= Activity =
Write the records out once more. Leave each line exactly as given.

= Given data =
########

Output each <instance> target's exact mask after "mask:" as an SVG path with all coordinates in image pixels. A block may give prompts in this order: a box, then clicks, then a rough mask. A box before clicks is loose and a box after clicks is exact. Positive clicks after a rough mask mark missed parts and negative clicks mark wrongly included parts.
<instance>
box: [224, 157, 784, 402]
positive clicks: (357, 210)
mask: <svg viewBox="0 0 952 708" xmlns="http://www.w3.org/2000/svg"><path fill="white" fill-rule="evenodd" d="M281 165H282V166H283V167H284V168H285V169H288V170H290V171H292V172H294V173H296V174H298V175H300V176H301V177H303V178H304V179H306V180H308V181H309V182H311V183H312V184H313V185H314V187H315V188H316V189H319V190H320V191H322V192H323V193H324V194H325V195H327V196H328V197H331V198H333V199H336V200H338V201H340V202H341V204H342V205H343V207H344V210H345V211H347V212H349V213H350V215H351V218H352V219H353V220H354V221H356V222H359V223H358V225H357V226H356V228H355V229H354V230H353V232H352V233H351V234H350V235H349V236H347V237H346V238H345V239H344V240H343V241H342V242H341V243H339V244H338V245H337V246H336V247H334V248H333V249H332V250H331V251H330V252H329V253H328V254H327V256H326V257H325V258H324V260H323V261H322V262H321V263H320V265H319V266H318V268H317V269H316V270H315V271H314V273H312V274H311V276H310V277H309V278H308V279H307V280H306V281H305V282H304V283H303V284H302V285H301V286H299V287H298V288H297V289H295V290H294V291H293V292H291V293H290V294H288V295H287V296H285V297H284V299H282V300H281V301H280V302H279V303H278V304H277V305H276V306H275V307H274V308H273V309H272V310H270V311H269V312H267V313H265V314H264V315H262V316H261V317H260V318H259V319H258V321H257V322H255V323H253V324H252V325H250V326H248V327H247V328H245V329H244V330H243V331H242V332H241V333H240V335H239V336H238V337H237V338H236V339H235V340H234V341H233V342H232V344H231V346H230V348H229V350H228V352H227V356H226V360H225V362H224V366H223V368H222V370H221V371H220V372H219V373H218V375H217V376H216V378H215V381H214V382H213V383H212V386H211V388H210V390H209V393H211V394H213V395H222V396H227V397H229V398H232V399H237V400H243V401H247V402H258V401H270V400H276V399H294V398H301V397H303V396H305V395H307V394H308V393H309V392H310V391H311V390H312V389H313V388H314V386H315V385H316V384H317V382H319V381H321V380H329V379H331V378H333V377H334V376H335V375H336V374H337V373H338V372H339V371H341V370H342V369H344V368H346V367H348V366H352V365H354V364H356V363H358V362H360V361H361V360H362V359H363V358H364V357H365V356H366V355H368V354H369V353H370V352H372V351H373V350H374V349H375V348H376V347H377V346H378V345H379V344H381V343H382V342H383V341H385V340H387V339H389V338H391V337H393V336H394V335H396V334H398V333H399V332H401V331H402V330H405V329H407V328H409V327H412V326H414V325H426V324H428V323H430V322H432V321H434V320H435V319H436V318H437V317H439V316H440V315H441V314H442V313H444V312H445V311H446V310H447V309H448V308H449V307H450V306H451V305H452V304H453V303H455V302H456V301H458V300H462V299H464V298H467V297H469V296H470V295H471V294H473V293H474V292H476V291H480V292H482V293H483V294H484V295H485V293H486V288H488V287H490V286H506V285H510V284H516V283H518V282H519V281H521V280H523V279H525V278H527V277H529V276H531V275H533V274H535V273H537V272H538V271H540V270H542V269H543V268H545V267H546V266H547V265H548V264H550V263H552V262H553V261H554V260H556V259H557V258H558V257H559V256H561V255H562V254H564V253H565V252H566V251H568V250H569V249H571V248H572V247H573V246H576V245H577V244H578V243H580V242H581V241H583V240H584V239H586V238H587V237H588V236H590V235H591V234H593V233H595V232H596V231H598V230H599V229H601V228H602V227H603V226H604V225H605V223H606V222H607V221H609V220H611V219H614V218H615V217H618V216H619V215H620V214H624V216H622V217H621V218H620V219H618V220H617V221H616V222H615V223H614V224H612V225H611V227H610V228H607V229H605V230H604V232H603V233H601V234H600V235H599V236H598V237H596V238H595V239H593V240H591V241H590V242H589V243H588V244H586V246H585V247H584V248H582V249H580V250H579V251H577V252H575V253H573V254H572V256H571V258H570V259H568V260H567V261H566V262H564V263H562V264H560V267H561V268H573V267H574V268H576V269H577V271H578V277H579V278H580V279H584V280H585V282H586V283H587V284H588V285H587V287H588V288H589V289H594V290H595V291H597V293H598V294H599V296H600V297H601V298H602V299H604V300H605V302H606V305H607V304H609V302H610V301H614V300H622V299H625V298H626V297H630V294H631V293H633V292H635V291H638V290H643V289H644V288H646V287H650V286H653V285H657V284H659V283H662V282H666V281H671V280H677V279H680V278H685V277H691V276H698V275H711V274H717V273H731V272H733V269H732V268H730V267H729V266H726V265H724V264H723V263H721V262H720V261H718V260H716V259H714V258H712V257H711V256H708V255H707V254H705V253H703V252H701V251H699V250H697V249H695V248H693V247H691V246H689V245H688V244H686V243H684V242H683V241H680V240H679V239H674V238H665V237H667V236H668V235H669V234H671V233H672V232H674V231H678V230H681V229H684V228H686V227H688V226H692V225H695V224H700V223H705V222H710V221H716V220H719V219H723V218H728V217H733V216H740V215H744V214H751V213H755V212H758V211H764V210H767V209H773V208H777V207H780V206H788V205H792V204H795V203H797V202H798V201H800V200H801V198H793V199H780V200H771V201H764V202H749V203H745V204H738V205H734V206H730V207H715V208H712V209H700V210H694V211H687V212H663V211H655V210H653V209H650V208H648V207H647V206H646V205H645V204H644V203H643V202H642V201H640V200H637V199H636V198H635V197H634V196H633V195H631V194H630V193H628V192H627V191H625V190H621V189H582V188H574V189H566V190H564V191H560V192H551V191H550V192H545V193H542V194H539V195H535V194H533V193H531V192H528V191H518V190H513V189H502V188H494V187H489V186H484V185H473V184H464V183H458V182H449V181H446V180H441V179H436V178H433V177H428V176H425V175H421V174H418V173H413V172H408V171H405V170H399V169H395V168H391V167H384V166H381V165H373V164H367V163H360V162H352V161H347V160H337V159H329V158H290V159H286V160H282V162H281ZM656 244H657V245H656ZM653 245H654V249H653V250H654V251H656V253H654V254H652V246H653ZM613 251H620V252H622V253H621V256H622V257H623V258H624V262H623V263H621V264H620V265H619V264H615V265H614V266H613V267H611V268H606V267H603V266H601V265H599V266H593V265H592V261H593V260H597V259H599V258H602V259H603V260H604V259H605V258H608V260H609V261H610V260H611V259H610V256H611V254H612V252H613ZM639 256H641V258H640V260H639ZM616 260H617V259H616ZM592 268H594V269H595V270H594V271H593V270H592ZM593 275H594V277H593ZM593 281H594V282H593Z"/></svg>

########

= Output below =
Output each <instance> target's exact mask after "mask:" as an SVG path with all coordinates in image pixels. A block may give prompts in this order: a box, then clicks, then a rough mask. A box before clicks is loose and a box after clicks is exact. Positive clicks after a rough mask mark missed parts and negative clicks mark wrongly included parts.
<instance>
box: [224, 157, 784, 402]
positive clicks: (357, 210)
mask: <svg viewBox="0 0 952 708" xmlns="http://www.w3.org/2000/svg"><path fill="white" fill-rule="evenodd" d="M281 165H282V166H283V167H284V168H285V169H288V170H290V171H292V172H294V173H296V174H298V175H300V176H301V177H303V178H304V179H306V180H308V181H309V182H311V183H312V184H313V185H314V187H315V188H316V189H319V190H320V191H322V192H323V193H324V194H325V195H327V196H328V197H331V198H333V199H336V200H338V201H340V202H341V204H342V205H343V207H344V210H345V211H347V212H349V213H350V215H351V218H352V219H353V220H354V221H356V222H359V223H358V225H357V226H356V228H355V229H354V230H353V232H352V233H351V234H350V235H349V236H347V237H346V238H345V239H344V240H343V241H342V242H341V243H339V244H338V245H337V246H336V247H334V248H333V249H332V250H331V251H330V252H329V253H328V254H327V256H326V257H325V258H324V260H323V261H322V262H321V263H320V265H319V266H318V268H317V269H316V270H315V271H314V273H312V274H311V276H310V277H309V278H308V279H307V280H306V281H305V282H304V283H303V284H302V285H301V286H299V287H298V288H297V289H295V290H294V291H293V292H291V293H290V294H288V295H287V296H285V297H284V299H282V300H281V301H280V302H279V303H278V304H277V305H276V306H275V307H274V308H273V309H272V310H270V311H269V312H267V313H265V314H264V315H262V316H261V317H260V318H259V319H258V321H257V322H255V323H253V324H252V325H250V326H248V327H247V328H245V329H244V330H243V331H242V332H241V333H240V335H239V336H238V337H237V338H236V339H235V340H234V341H233V342H232V344H231V346H230V348H229V350H228V352H227V356H226V360H225V362H224V366H223V368H222V370H221V371H220V372H219V373H218V375H217V376H216V378H215V381H214V382H213V383H212V386H211V388H210V390H209V393H211V394H213V395H222V396H227V397H229V398H232V399H237V400H243V401H247V402H258V401H270V400H276V399H294V398H301V397H303V396H305V395H307V394H308V393H309V392H310V391H311V390H312V389H313V388H314V386H315V385H316V384H317V382H319V381H321V380H329V379H331V378H333V377H334V376H335V375H336V374H337V373H338V372H339V371H341V370H342V369H344V368H346V367H348V366H352V365H354V364H356V363H358V362H360V361H361V360H362V359H363V358H364V357H365V356H366V355H368V354H369V353H370V352H372V351H373V350H374V349H375V348H376V347H377V346H378V345H379V344H381V343H382V342H383V341H385V340H387V339H389V338H391V337H393V336H394V335H396V334H398V333H399V332H401V331H402V330H405V329H407V328H409V327H412V326H414V325H426V324H428V323H430V322H432V321H434V320H435V319H436V318H437V317H439V316H440V315H441V314H442V313H444V312H445V311H446V310H447V309H448V308H449V307H450V306H451V305H452V304H453V303H455V302H456V301H458V300H462V299H464V298H467V297H469V296H470V295H471V294H473V293H474V292H476V291H480V292H482V293H483V294H484V295H485V293H486V288H488V287H490V286H506V285H510V284H516V283H518V282H519V281H521V280H523V279H525V278H527V277H529V276H531V275H533V274H535V273H537V272H538V271H540V270H542V269H543V268H545V267H546V266H547V265H548V264H550V263H552V262H553V261H554V260H556V259H557V258H558V257H559V256H561V255H562V254H564V253H565V252H566V251H568V250H569V249H571V248H572V247H573V246H576V245H577V244H578V243H580V242H581V241H583V240H584V239H586V238H587V237H588V236H590V235H591V234H593V233H595V232H596V231H598V230H599V229H601V228H602V227H603V226H604V225H605V223H606V222H607V221H609V220H611V219H614V218H615V217H618V216H619V215H620V214H624V216H622V217H621V218H620V219H618V220H617V221H616V222H615V223H614V224H612V225H611V227H610V228H607V229H605V230H604V232H603V233H601V234H600V235H599V236H598V237H596V238H595V239H593V240H591V241H590V242H589V243H588V244H586V246H585V247H584V248H582V249H580V250H579V251H577V252H575V253H573V254H572V256H571V258H570V259H568V260H567V261H566V262H564V263H562V264H560V267H561V268H573V267H574V268H576V269H577V271H578V277H579V278H580V279H584V280H585V282H586V283H587V284H588V285H587V287H588V288H589V289H594V290H595V291H597V293H598V294H599V296H600V297H601V298H602V299H604V300H605V302H606V305H607V304H609V302H610V301H614V300H622V299H625V298H626V297H630V294H631V293H633V292H635V291H638V290H643V289H644V288H646V287H650V286H653V285H657V284H659V283H662V282H666V281H671V280H677V279H680V278H685V277H691V276H698V275H711V274H717V273H731V272H733V269H732V268H730V267H729V266H726V265H724V264H723V263H721V262H720V261H718V260H716V259H714V258H712V257H711V256H708V255H707V254H705V253H703V252H701V251H699V250H697V249H695V248H693V247H691V246H689V245H688V244H686V243H684V242H683V241H680V240H679V239H674V238H665V237H667V236H668V235H669V234H671V233H672V232H674V231H678V230H681V229H684V228H686V227H688V226H692V225H695V224H700V223H705V222H710V221H716V220H719V219H723V218H728V217H733V216H740V215H744V214H751V213H755V212H758V211H764V210H767V209H773V208H777V207H780V206H788V205H792V204H795V203H797V202H798V201H800V200H801V198H793V199H780V200H771V201H764V202H749V203H745V204H738V205H734V206H730V207H715V208H712V209H700V210H694V211H687V212H663V211H655V210H653V209H650V208H648V207H647V206H646V205H645V204H644V203H643V202H642V201H640V200H637V199H636V198H635V197H634V196H633V195H631V194H630V193H628V192H627V191H625V190H621V189H582V188H574V189H566V190H564V191H560V192H551V191H550V192H545V193H542V194H539V195H535V194H533V193H531V192H528V191H518V190H513V189H502V188H494V187H489V186H484V185H473V184H464V183H458V182H449V181H446V180H441V179H436V178H433V177H428V176H425V175H421V174H418V173H413V172H408V171H405V170H399V169H395V168H391V167H384V166H381V165H373V164H367V163H360V162H352V161H347V160H337V159H329V158H290V159H286V160H282V162H281ZM656 244H657V245H656ZM653 245H654V249H653V250H654V251H656V253H654V254H652V246H653ZM613 251H620V252H622V253H621V256H622V257H623V258H624V262H623V263H621V264H620V265H619V264H615V265H614V266H613V267H611V268H606V267H603V266H601V265H599V266H593V265H592V261H593V260H597V259H599V258H602V259H603V260H604V259H605V258H608V260H609V261H610V260H611V259H610V256H611V254H612V252H613ZM639 256H641V258H640V260H639ZM616 260H617V259H616ZM592 268H594V269H595V270H594V271H593V270H592ZM593 275H594V277H593ZM593 281H594V282H593Z"/></svg>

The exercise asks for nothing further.